◆ What to work on
Update the lines from the line with "Exercise. Mark the sky" up to and including the last line, changing "coordinates" to "positions" and keeping everything else unchanged. Return only those lines.

◆ A block of data
--------
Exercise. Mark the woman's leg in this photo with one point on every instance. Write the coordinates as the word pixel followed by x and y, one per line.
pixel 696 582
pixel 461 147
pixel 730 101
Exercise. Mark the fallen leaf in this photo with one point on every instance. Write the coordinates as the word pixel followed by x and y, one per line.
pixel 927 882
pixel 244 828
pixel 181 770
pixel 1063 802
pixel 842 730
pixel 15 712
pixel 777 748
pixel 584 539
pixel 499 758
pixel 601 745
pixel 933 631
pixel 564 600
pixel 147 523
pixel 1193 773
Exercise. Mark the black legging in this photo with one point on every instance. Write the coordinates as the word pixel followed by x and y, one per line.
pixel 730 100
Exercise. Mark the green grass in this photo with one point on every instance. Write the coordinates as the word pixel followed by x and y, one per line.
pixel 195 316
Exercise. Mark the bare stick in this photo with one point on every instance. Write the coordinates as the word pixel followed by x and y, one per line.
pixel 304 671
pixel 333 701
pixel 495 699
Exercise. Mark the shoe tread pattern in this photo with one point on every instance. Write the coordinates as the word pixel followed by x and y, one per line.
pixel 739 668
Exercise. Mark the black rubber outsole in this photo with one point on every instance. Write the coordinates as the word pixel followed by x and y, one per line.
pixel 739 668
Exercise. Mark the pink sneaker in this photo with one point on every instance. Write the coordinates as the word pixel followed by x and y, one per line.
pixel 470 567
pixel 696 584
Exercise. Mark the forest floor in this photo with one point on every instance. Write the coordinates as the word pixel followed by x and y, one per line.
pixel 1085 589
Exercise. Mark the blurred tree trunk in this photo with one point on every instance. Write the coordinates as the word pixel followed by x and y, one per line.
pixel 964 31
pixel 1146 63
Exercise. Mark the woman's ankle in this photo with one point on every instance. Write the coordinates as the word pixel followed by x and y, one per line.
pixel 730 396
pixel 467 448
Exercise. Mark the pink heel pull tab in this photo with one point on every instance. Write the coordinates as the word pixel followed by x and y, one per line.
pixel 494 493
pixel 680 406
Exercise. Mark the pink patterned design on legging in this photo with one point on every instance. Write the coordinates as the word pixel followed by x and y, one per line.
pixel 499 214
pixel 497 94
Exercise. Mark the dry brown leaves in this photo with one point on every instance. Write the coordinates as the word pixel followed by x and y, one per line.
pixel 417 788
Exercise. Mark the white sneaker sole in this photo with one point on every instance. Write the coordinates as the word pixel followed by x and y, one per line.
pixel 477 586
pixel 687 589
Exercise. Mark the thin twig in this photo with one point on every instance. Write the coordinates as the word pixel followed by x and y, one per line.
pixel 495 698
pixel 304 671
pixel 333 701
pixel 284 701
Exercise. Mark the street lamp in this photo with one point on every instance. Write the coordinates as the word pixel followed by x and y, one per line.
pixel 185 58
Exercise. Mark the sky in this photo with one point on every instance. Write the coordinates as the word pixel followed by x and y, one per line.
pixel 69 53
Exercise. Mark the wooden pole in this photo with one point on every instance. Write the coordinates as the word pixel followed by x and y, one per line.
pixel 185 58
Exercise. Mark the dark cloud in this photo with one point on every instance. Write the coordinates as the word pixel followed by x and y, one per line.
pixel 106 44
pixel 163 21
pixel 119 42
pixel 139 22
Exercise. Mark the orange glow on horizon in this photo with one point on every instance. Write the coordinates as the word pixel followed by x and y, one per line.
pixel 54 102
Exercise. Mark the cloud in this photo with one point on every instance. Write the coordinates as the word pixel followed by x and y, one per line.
--------
◆ Result below
Exercise. Mark the sky in this photo with one point on every instance. Write the positions as the word pixel followed by x and y, one per line.
pixel 69 53
Exercise. Mark the wooden pole in this photo with one point on every instance. Write the positions as the word pixel followed by x and y, one per line.
pixel 185 58
Exercise. Mark the dark cloud in this photo with one point on every instance. Write the positions as the word pixel followed by x and y, one per line.
pixel 106 44
pixel 163 21
pixel 119 42
pixel 139 22
Exercise. Mark the orange glow on horizon in this photo with one point on every instance. Write the positions as the word pixel followed by x and y, one per line.
pixel 54 102
Exercise. Mark the cloud in this photo with one point on every instance. Write the positions as the word pixel followed by x and y, one per line.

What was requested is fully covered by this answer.